| GOAL OF THE EXERCISE |
Rescale the listing from its start through the line containing "[(159, 53)]", repeating each line there, requests included, and multiplying every answer coordinate by 2.4, rounded to whole numbers with halves going up. Leave out the picture and everything after that line.

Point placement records
* Begin *
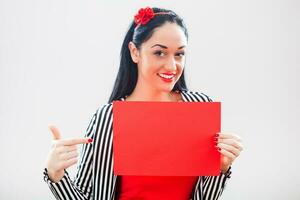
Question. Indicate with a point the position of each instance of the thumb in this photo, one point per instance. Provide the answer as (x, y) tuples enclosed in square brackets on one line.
[(55, 132)]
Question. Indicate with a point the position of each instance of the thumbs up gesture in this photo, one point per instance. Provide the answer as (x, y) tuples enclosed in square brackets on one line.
[(63, 154)]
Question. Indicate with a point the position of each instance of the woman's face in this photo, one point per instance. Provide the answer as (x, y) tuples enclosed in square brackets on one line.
[(161, 58)]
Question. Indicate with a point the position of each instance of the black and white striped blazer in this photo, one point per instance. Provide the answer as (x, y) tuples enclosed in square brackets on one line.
[(95, 178)]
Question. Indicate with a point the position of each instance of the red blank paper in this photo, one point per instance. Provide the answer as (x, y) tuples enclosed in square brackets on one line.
[(166, 138)]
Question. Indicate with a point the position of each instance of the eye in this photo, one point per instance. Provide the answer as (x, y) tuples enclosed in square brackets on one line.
[(159, 53)]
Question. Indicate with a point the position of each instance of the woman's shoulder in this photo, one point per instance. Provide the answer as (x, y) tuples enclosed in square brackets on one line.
[(196, 96)]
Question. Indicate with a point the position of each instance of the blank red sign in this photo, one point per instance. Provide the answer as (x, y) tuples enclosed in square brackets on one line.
[(166, 138)]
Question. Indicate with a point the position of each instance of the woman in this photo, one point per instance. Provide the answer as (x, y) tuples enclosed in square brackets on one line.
[(151, 69)]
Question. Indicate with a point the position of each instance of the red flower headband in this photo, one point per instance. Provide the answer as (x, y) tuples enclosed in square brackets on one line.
[(145, 15)]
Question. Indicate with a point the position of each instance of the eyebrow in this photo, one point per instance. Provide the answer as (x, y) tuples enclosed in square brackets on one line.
[(165, 47)]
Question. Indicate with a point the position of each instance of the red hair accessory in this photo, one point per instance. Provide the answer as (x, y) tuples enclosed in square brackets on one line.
[(145, 15)]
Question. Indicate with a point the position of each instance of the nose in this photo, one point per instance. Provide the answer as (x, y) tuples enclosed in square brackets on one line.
[(171, 64)]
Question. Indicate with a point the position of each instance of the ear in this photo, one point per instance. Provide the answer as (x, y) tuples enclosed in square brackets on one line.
[(134, 52)]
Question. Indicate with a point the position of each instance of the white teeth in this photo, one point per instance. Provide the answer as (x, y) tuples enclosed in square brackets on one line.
[(166, 76)]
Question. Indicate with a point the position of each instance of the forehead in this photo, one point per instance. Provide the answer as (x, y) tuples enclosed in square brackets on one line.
[(169, 34)]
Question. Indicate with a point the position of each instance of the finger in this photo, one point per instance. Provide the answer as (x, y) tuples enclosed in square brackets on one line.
[(232, 142), (55, 132), (227, 153), (76, 141), (229, 148), (63, 148), (69, 163), (69, 155), (229, 135)]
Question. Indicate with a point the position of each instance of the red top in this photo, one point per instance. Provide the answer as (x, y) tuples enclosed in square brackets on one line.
[(155, 187)]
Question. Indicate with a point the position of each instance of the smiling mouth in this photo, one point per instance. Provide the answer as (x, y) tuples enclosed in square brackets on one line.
[(166, 76)]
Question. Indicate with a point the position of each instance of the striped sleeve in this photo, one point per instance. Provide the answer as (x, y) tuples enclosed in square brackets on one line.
[(81, 187), (213, 186), (209, 187)]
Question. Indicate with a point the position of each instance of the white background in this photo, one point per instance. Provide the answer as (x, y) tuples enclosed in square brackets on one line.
[(59, 59)]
* End *
| ANSWER BELOW |
Question. Indicate with a point the position of each instance of the thumb in this photo, one point per instance. Provide the answer as (x, y) tuples enclosed in square brackets on one line.
[(132, 317)]
Question. Indicate with a point the position of each instance of the thumbs up gesture in this photo, one point per instance. Provide the answer as (x, y) tuples enclosed in square brackets on one line.
[(151, 370)]
Question. Indicate with a point the position of each instance of the woman's face in this photo, one point per instance. Provide the answer as (x, y) tuples enclosed in square brackets on one line.
[(386, 139)]
Question. Indicate with a point the position of each instance of the black and white striped blazer in this photo, one point per instance. Provide the answer as (x, y) tuples enclosed in square brackets on one line.
[(228, 427)]
Question. Indicate with a point the position of each instance of the red blank paper in this photo, one point per instance. Provide the answer as (x, y) tuples enclosed in square brackets on one line.
[(398, 331)]
Question. Indicate with a point the position of each instance of the eye in this photo, one point per instance. Provide the answer as (x, y) tuples enclosed in square brackets on one line.
[(382, 127)]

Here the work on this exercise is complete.